──────── Page text

Last winter over 100 children died from the cold in the many makeshift camps around the Afghan capital.
"This winter, we are again fighting for our life. Every night is a nightmare for me. I am very afraid of winter," Haji Dost Mohammad, who lives with his family among other displaced Afghans in the Charahi Qamber area of Kabul, told the Deutsche Presse-Agentur news agency.
Another Kabul refugee camp resident Taj Mohammad, whose three-year-old son Janan already died this winter, told the New York Times, "I am worried that more of my children will die."
"Every night is a nightmare for me."The assessment from Mark Bowden, the UN's deputy envoy and humanitarian coordinator in Afghanistan, is equally grim.
"It is, I think, going to get worse. We do need to have stronger support," the Guardian reports Bowden as stating. "Essentially, what you are dealing with is a very vulnerable population. When you add on that it's also at greater risk of natural hazards such as cold and floods and drought, it does require a far stronger humanitarian response capacity than we have at the moment."
The Norwegian Refugee Council, a non-governmental organization that works globally to help refugees and internally displaced persons, recently estimated that the number of internally displaced persons due to conflict in Afghanistan is at least 460,000, with 166,000 of them recorded in 2012 alone.
"I am worried that more of my children will die."The NRC's Secretary General Elisabeth Rasmusson warned, "The rising trend of conflict-induced displacement is extremely worrying."

────────────────
──────── Data records

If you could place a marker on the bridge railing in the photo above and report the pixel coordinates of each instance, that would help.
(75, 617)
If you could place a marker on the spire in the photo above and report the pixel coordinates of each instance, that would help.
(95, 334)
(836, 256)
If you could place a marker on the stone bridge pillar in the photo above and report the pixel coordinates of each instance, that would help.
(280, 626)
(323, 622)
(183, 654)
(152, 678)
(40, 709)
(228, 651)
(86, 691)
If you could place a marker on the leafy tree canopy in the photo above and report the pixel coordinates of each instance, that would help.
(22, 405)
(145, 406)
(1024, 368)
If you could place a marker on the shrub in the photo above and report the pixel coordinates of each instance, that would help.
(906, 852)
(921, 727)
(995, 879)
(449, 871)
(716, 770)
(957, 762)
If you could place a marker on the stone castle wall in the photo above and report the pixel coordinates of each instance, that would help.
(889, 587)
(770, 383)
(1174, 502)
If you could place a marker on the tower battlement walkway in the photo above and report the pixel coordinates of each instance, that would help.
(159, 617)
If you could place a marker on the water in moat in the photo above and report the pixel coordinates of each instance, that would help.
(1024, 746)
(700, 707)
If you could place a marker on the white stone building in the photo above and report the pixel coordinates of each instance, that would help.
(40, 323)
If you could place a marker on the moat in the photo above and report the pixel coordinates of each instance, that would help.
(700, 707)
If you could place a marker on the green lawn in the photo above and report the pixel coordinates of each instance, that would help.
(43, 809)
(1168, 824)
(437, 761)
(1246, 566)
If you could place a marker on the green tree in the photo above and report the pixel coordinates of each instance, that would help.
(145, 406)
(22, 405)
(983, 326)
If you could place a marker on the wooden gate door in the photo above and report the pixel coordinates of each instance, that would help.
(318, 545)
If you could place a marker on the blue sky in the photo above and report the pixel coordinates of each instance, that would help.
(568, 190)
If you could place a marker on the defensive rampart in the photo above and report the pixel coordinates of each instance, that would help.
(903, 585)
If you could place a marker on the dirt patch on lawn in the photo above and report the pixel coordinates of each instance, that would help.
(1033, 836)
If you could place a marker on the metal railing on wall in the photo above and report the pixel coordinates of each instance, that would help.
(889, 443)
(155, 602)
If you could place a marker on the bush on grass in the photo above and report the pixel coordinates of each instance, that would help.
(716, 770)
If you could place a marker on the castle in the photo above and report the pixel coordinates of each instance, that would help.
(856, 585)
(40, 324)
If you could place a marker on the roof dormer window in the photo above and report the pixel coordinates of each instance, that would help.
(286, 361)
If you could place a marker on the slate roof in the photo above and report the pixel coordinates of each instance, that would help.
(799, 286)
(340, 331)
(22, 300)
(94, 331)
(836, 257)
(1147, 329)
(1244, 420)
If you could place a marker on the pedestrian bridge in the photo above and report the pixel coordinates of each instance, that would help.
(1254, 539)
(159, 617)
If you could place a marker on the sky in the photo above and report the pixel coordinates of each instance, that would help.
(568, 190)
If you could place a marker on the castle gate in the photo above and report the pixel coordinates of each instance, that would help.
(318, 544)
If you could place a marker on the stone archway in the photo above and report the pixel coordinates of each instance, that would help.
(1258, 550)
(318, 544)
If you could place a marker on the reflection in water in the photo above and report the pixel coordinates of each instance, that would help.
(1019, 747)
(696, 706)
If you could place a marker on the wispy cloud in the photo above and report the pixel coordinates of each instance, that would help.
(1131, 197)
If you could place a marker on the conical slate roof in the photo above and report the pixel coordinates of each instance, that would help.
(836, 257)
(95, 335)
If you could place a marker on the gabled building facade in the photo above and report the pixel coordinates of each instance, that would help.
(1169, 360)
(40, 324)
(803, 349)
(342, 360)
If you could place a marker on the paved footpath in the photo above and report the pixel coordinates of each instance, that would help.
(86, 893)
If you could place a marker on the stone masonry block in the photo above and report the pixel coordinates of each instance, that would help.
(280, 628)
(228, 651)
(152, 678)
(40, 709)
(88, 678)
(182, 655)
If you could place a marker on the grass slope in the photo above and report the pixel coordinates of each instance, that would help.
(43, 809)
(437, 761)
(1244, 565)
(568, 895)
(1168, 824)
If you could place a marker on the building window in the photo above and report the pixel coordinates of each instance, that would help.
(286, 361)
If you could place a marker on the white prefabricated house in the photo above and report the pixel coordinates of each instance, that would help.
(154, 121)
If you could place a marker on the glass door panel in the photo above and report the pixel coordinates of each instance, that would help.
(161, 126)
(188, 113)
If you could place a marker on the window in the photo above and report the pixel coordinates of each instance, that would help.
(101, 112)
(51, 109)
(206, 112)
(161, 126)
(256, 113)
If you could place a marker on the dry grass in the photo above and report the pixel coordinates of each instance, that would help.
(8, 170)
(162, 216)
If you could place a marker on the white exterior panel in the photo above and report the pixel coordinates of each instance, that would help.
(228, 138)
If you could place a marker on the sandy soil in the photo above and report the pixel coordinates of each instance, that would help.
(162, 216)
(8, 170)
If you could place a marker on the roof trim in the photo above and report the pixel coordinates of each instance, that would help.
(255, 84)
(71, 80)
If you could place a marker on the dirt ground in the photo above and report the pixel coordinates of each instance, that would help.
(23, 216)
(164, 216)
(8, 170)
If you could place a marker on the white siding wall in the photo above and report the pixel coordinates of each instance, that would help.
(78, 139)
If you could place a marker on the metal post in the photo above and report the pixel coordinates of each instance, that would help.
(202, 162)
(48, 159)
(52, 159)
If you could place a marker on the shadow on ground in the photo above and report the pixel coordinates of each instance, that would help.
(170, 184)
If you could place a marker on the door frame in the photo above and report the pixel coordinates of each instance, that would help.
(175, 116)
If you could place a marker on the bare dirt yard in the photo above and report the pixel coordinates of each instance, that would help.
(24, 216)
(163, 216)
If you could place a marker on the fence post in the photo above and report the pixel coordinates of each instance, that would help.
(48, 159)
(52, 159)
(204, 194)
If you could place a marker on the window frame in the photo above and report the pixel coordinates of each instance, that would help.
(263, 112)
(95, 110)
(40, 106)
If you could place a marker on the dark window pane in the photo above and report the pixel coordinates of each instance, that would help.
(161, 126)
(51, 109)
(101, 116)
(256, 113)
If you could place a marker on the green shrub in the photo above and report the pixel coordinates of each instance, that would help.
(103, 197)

────────────────

__Work to do__:
- A) Decide whether each statement agrees with the text about winter in Kabul's camps. Answer yes or no for each, and quote the words of the text that decide it.
(i) More than 100 children died from the cold last winter in the makeshift camps around the Afghan capital.
(ii) Taj Mohammad's son Janan was five years old.
(iii) Of the internally displaced persons counted by the Norwegian Refugee Council, 166,000 were recorded in 2011 alone.
- B) Reproduce word for word the part of the text about winter in Kabul's camps from "Last winter over" up to and including "is equally grim.".

__Answers to each task__:
- A)
(i) Yes: "Last winter over 100 children died from the cold in the many makeshift camps around the Afghan capital."
(ii) No: "whose three-year-old son Janan already died this winter"
(iii) No: "with 166,000 of them recorded in 2012 alone"

- B)
Last winter over 100 children died from the cold in the many makeshift camps around the Afghan capital.
"This winter, we are again fighting for our life. Every night is a nightmare for me. I am very afraid of winter," Haji Dost Mohammad, who lives with his family among other displaced Afghans in the Charahi Qamber area of Kabul, told the Deutsche Presse-Agentur news agency.
Another Kabul refugee camp resident Taj Mohammad, whose three-year-old son Janan already died this winter, told the New York Times, "I am worried that more of my children will die."
"Every night is a nightmare for me."The assessment from Mark Bowden, the UN's deputy envoy and humanitarian coordinator in Afghanistan, is equally grim.